Set down each line of the records once more, precisely, and omit the pictures.

START Task data

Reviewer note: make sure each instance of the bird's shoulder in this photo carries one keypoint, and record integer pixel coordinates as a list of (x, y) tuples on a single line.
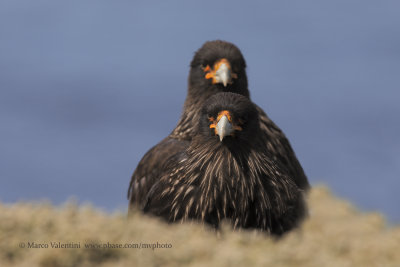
[(152, 166), (281, 150)]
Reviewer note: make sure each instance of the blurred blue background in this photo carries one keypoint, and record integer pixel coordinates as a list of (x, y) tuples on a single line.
[(87, 87)]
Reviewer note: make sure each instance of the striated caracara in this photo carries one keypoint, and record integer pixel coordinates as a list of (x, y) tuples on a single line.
[(218, 66), (225, 172)]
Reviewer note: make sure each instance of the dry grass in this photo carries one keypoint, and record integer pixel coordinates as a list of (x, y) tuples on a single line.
[(336, 234)]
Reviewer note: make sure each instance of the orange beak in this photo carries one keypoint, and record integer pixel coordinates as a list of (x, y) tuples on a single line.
[(221, 72), (224, 126)]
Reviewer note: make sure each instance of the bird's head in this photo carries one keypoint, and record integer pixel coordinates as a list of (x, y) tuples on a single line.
[(229, 116), (218, 66)]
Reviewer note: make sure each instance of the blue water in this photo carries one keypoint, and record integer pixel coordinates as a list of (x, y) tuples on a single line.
[(87, 87)]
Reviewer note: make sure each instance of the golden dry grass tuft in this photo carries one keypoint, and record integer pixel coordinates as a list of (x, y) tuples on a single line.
[(335, 234)]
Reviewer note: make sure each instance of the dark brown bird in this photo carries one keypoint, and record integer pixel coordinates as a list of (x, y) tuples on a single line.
[(226, 172), (218, 66)]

END Task data

Solved exercise
Reviewer note: make sure each instance of the bird's shoulder in this photo carries one keypoint, and record integer pixel coordinates as a list of (x, y) tuples on a single line.
[(152, 166), (281, 150)]
Reviewer note: make sure each instance of the blurred blue background in this photo carries one keypoint, and record integer pixel coordinates as a list of (x, y) tuples on a single line.
[(87, 87)]
Reviewer note: make sure each instance of the striated caracara in this photo carries one keypoint, and record integer pixel coordinates as a list of (x, y) tuples on a single line.
[(218, 66), (225, 172)]
Reviewer note: make sure each instance of the dry grass in this photo carries one keypoint, and record integer pixel coordinates as a list of (x, y) tuples on a single line.
[(336, 234)]
Reviewer note: make sure each instance of the orange beak in this photo carries one keypoint, and record integer pixel coordinates as a list of (x, y) tuples on a single line.
[(221, 72), (224, 126)]
Reviewer note: make sure each instance of the bird's head in this photo carries one keypoint, and record integer pixel coordinates as a list of (x, y) tuples on a single line.
[(229, 116), (218, 66)]
Reviewer note: make sure each instance of the blue water in this photo carries one keypoint, and record integer pixel coordinates as a list of (x, y) tuples on a single line.
[(87, 87)]
Reviewer note: make sure each instance of the golden dry grass tuft in this photo carries one keypoint, and record integer pixel coordinates as a list of (x, y) tuples on a single line.
[(335, 234)]
Reviewer note: make sure each instance of the dark brown bird in this photo carries one keypoint, and record integer pixel coordinates as a list of (x, y) tuples on a single line.
[(226, 172), (218, 66)]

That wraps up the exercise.